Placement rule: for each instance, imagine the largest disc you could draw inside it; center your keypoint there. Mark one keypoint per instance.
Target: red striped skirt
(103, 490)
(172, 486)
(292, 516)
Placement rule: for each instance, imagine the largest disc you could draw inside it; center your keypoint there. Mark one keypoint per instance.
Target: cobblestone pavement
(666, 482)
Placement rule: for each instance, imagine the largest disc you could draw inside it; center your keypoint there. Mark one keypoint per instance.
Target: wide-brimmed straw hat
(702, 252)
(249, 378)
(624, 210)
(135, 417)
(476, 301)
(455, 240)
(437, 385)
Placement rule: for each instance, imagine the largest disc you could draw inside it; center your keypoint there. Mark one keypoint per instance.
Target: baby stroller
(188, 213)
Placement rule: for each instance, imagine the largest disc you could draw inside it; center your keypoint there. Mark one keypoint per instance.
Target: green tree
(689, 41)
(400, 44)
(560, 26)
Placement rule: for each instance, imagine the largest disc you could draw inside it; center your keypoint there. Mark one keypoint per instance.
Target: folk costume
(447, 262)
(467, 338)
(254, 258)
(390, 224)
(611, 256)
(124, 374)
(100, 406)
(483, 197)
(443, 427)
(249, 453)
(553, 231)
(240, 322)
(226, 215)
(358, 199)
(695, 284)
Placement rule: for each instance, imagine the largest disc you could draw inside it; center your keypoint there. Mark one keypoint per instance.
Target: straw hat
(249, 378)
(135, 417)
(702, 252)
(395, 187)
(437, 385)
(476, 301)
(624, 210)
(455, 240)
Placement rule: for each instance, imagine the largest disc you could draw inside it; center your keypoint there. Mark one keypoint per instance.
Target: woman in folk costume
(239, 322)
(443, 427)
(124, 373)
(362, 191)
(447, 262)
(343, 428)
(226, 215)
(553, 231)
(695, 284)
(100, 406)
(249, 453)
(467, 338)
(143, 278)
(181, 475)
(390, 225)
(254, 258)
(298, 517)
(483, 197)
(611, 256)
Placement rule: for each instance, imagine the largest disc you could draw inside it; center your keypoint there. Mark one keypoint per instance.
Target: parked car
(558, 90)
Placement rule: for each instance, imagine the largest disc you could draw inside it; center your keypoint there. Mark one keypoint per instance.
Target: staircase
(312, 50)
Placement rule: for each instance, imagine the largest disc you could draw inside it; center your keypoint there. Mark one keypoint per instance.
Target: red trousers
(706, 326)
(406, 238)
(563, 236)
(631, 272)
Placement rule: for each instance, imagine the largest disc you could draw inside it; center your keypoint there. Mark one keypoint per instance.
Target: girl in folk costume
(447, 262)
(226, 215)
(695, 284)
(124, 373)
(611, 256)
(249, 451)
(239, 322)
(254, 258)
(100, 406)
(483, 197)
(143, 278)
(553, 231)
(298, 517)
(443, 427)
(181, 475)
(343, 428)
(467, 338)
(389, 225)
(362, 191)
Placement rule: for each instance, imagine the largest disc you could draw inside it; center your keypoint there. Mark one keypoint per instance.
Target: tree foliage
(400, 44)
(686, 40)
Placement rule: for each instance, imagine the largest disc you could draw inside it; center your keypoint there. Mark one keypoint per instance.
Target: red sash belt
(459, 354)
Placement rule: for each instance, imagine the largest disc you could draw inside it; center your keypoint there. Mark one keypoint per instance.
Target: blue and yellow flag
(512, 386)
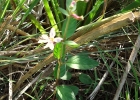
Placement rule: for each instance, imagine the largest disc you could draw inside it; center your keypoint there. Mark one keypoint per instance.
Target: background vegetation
(108, 34)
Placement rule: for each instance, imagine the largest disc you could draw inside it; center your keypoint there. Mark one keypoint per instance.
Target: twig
(128, 67)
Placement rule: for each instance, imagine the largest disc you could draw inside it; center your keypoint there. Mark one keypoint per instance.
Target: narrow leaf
(81, 62)
(57, 52)
(71, 44)
(86, 79)
(69, 27)
(65, 93)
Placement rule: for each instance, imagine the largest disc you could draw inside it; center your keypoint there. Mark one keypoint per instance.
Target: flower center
(52, 39)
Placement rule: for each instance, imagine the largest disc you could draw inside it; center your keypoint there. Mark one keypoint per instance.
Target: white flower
(50, 40)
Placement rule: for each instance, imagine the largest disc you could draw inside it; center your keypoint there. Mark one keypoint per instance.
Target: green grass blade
(18, 7)
(56, 12)
(34, 3)
(50, 14)
(94, 11)
(37, 24)
(4, 11)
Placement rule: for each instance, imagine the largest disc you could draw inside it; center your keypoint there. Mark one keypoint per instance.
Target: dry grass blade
(128, 67)
(109, 26)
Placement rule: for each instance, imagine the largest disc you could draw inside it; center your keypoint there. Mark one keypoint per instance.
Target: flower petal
(51, 45)
(43, 39)
(52, 33)
(58, 39)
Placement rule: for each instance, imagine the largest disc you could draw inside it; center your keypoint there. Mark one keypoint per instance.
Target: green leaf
(131, 6)
(34, 3)
(37, 24)
(62, 70)
(63, 11)
(68, 2)
(81, 62)
(50, 14)
(69, 27)
(95, 10)
(65, 93)
(75, 89)
(57, 52)
(71, 44)
(66, 76)
(86, 79)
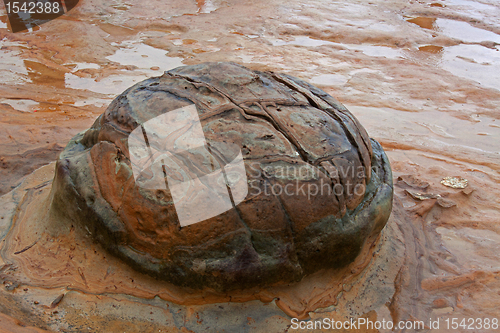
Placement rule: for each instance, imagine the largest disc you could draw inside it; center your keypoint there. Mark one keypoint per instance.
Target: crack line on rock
(347, 132)
(244, 113)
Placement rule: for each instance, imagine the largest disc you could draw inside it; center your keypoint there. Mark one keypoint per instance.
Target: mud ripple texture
(280, 123)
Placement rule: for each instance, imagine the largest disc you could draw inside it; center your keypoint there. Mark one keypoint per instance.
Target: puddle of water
(465, 32)
(83, 65)
(25, 105)
(424, 22)
(369, 50)
(431, 49)
(472, 5)
(443, 129)
(329, 79)
(99, 102)
(376, 51)
(473, 62)
(302, 41)
(144, 57)
(206, 6)
(111, 85)
(12, 69)
(42, 74)
(246, 58)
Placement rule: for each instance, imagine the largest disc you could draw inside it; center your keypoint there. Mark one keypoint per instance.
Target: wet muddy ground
(421, 76)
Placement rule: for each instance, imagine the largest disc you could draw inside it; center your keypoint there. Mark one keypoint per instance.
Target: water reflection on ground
(421, 76)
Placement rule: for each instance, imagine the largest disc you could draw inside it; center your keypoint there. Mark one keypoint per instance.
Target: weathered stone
(336, 184)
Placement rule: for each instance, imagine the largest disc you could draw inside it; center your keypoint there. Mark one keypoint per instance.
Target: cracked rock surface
(292, 136)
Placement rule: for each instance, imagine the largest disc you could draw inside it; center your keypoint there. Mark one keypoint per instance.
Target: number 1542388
(33, 7)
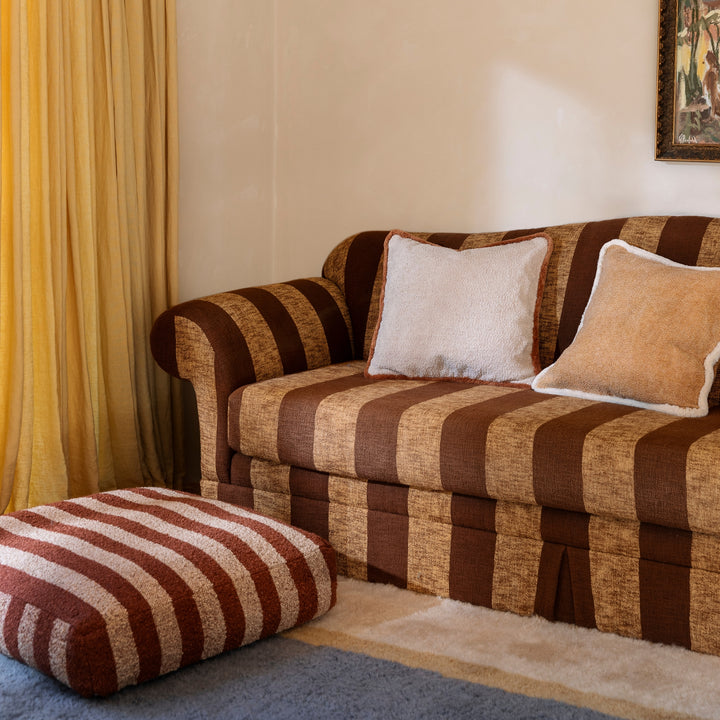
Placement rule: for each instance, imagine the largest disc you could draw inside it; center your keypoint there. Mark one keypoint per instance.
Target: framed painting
(688, 106)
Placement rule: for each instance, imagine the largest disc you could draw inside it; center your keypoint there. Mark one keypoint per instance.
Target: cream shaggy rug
(628, 678)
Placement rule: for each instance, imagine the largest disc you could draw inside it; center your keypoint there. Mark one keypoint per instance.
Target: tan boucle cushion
(116, 588)
(649, 337)
(460, 314)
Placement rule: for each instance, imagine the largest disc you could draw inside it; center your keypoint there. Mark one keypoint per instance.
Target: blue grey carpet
(279, 679)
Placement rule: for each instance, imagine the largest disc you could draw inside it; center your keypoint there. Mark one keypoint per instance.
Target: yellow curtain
(88, 236)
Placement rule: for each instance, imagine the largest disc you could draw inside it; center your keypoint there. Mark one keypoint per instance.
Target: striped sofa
(598, 514)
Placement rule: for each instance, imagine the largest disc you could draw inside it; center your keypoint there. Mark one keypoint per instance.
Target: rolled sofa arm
(224, 341)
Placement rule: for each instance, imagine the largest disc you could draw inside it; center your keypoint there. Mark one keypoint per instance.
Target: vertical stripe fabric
(116, 588)
(607, 516)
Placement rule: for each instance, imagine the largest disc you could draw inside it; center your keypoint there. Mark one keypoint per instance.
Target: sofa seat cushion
(487, 441)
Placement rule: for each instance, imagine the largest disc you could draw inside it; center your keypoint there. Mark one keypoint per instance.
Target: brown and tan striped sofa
(603, 515)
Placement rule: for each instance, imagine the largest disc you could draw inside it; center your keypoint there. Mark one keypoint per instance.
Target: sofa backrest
(355, 265)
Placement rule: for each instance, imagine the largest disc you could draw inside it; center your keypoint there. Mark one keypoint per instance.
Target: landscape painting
(688, 125)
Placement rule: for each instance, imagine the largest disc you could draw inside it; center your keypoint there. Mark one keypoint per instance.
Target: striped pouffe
(116, 588)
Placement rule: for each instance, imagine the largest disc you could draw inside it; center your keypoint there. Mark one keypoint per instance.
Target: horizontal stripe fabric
(113, 589)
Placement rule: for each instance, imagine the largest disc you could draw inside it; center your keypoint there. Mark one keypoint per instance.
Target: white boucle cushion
(460, 314)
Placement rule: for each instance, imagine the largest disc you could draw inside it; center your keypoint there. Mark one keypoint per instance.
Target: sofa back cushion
(355, 265)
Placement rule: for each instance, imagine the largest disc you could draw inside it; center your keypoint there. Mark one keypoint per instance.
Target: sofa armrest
(224, 341)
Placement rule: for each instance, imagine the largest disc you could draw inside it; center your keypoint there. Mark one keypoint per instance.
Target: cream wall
(226, 106)
(303, 121)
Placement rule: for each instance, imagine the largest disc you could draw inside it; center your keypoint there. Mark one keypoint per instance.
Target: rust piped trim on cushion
(429, 372)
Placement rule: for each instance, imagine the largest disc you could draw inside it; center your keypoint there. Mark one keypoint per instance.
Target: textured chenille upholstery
(604, 515)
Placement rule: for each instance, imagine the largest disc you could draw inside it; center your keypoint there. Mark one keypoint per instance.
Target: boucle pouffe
(117, 588)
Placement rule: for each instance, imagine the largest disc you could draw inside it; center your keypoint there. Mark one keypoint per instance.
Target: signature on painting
(697, 107)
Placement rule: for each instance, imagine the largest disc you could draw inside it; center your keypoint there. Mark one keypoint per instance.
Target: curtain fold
(88, 246)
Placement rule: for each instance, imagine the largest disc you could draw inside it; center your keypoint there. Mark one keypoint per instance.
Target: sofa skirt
(619, 576)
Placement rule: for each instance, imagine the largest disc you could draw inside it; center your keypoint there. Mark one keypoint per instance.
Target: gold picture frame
(688, 93)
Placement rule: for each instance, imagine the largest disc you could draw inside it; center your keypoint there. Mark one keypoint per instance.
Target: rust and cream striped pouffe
(117, 588)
-*-
### Prompt
Repeat exactly the lines from the one containing "Target: gold picture frame" to the end of the records.

### Completed exercise
Target: gold picture frame
(688, 93)
Placement rule: for each instance, imagine the largest disc you could draw inside it; center your keypoint there. Mark one keypoint per instance.
Target: rust and cream striped pouffe
(117, 588)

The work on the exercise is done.